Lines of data

_ _ _ _ _

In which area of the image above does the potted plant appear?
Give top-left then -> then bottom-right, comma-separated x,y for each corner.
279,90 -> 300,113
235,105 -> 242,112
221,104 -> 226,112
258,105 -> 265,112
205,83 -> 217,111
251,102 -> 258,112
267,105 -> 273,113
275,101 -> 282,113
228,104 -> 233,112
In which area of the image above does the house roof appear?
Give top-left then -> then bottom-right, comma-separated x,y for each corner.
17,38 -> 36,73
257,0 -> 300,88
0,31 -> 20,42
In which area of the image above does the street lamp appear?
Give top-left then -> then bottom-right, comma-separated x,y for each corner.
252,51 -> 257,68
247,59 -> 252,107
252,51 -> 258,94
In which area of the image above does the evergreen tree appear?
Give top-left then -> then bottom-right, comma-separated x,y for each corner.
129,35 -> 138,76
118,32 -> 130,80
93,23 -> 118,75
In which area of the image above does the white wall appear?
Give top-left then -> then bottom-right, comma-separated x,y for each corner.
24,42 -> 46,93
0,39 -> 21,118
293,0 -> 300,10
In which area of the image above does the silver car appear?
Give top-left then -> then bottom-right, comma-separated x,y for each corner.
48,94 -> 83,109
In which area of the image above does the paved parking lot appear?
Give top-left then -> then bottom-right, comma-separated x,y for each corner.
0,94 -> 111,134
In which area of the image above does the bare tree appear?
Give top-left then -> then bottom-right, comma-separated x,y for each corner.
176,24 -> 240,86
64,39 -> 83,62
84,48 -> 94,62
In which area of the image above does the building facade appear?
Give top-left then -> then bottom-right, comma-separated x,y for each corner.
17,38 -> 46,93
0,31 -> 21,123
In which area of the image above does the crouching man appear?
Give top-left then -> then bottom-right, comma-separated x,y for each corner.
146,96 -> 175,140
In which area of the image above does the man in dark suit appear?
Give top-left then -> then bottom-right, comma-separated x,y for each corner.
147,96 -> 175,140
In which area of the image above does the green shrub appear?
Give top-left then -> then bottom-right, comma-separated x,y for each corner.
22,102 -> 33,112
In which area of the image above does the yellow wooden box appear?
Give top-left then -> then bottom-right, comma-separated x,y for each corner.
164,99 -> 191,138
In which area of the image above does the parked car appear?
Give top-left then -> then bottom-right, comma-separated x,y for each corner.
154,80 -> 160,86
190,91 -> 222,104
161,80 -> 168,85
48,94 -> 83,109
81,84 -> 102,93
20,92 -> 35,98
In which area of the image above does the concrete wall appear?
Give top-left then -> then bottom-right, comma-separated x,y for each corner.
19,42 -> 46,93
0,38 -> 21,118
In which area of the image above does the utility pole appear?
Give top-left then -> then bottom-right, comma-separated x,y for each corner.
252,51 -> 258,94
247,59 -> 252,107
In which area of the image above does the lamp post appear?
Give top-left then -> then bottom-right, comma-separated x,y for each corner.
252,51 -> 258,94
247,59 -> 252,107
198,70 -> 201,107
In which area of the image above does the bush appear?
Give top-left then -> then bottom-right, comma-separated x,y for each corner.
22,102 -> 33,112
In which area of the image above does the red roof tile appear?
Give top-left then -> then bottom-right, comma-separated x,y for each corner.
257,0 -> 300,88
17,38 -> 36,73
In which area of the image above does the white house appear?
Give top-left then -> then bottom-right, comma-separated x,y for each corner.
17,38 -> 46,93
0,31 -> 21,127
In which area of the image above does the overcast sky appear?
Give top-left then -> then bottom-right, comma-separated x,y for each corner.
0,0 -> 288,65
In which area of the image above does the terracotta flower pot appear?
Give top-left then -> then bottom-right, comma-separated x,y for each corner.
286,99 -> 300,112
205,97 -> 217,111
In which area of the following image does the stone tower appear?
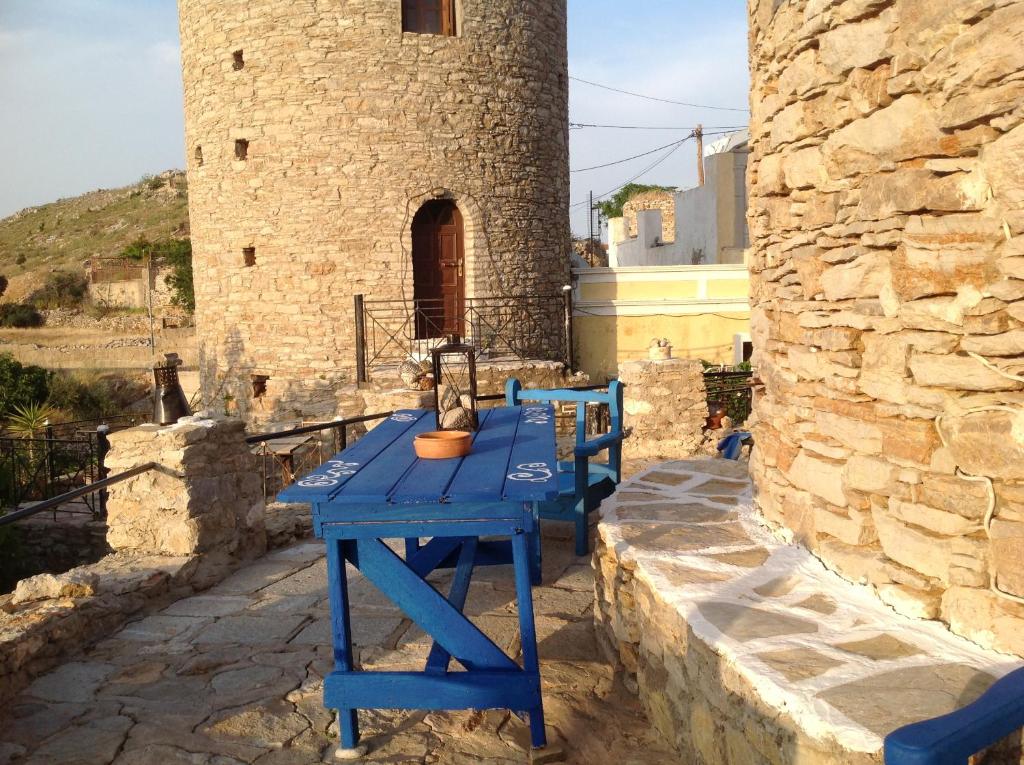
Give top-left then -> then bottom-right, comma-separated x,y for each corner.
178,0 -> 569,415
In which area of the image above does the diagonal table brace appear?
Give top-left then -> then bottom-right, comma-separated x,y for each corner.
346,539 -> 521,672
424,537 -> 477,675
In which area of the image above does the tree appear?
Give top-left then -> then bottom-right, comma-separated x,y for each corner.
0,353 -> 50,418
163,239 -> 196,311
26,271 -> 89,308
121,237 -> 196,311
0,303 -> 46,330
597,183 -> 676,219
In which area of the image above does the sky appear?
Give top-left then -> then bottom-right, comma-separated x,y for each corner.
0,0 -> 748,233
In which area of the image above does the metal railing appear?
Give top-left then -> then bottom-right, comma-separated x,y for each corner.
0,415 -> 139,517
0,462 -> 157,526
355,290 -> 572,382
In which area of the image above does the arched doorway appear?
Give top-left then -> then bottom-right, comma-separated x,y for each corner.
413,200 -> 466,340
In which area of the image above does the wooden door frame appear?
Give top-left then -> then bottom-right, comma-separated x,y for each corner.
410,199 -> 466,339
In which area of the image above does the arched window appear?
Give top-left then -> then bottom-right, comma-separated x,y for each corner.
401,0 -> 458,37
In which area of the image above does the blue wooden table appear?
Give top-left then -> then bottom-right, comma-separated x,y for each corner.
280,406 -> 558,756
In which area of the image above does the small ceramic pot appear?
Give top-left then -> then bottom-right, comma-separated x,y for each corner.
413,430 -> 473,460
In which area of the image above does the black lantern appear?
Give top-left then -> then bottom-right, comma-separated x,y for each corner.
430,337 -> 479,431
153,353 -> 191,425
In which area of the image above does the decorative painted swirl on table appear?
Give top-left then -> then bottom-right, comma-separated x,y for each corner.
509,462 -> 554,483
298,460 -> 359,488
525,407 -> 551,425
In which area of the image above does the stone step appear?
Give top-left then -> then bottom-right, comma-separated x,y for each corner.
595,460 -> 1020,765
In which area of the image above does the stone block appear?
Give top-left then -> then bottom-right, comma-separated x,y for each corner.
786,450 -> 849,508
942,408 -> 1024,480
991,518 -> 1024,597
871,507 -> 952,584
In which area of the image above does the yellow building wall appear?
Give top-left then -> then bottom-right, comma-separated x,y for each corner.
573,267 -> 751,382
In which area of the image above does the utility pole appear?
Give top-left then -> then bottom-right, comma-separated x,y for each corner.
145,250 -> 157,358
589,192 -> 594,246
693,125 -> 705,185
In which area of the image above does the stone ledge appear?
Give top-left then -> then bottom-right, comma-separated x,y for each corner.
595,460 -> 1019,765
0,553 -> 200,702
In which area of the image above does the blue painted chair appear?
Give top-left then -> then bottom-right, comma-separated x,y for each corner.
885,669 -> 1024,765
505,378 -> 626,555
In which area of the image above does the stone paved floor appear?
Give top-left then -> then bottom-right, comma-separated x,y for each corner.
0,526 -> 676,765
600,460 -> 1021,759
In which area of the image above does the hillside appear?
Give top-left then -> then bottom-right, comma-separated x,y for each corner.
0,170 -> 188,301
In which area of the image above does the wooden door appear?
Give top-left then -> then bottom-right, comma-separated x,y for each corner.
413,200 -> 466,340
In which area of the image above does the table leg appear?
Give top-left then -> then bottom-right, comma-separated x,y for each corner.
512,532 -> 548,749
529,502 -> 544,587
327,539 -> 367,760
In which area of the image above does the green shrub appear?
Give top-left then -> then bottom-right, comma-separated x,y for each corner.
121,237 -> 196,311
0,303 -> 45,330
46,372 -> 119,420
597,183 -> 676,219
27,271 -> 89,308
0,353 -> 51,417
120,237 -> 153,260
164,239 -> 196,311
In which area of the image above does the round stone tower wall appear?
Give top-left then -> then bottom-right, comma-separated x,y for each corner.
178,0 -> 569,414
749,0 -> 1024,653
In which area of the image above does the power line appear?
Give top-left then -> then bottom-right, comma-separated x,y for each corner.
569,137 -> 694,173
569,122 -> 748,135
569,135 -> 693,210
569,76 -> 750,112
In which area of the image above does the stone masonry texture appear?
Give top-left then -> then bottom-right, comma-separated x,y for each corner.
749,0 -> 1024,653
618,358 -> 708,459
178,0 -> 569,419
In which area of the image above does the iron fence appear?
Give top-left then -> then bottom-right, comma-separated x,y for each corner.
705,368 -> 754,428
0,415 -> 140,517
355,291 -> 572,382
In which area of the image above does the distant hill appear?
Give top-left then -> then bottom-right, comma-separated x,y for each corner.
0,170 -> 188,302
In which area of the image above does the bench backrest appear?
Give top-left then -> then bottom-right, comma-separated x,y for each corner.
505,378 -> 624,445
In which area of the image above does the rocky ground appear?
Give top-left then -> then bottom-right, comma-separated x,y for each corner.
0,527 -> 676,765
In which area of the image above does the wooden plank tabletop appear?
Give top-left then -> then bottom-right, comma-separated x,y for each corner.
279,406 -> 558,505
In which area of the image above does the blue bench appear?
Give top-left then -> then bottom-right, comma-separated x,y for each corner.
885,669 -> 1024,765
505,378 -> 626,555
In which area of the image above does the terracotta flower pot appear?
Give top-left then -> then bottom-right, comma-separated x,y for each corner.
413,430 -> 473,460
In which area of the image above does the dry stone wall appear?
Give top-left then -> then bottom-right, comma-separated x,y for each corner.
623,192 -> 676,243
618,358 -> 708,459
749,0 -> 1024,653
178,0 -> 569,419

_ _ _ _ _

### EXERCISE INSTRUCTIONS
Return exactly the lines of the data, and only those, from the line with "In which area of the image above does the bench" through the last line, inclusive.

### ANSWER TO THE TASK
In which area of the image above does the bench backrest appear?
Give top-left then -> then bottom-right, comma-separated x,y for each corner.
505,378 -> 624,445
In which area of the image above does the rocky ground appear?
Give top-left then -> then bottom-right, comma-separated x,y for each corner.
0,527 -> 676,765
In which area of the image above does the wooden plank tabletop appear?
Give top-left then -> then bottom-right, comma-separated x,y for each corner.
279,406 -> 558,505
In which area of the image above does the blue bench appear?
Give top-left then -> then bottom-right, comma-separated x,y for each corner.
885,669 -> 1024,765
505,378 -> 626,555
In which area of the image above does the terracotta flower pot appear?
Give top-left then -> then bottom-right, comma-separated x,y for each corner.
413,430 -> 473,460
In which area of the image above does the dry stone wall appear?
Give top-left then -> then bottom-right, comma-separated x,y for each corner.
623,192 -> 676,243
618,358 -> 708,459
749,0 -> 1024,653
178,0 -> 569,419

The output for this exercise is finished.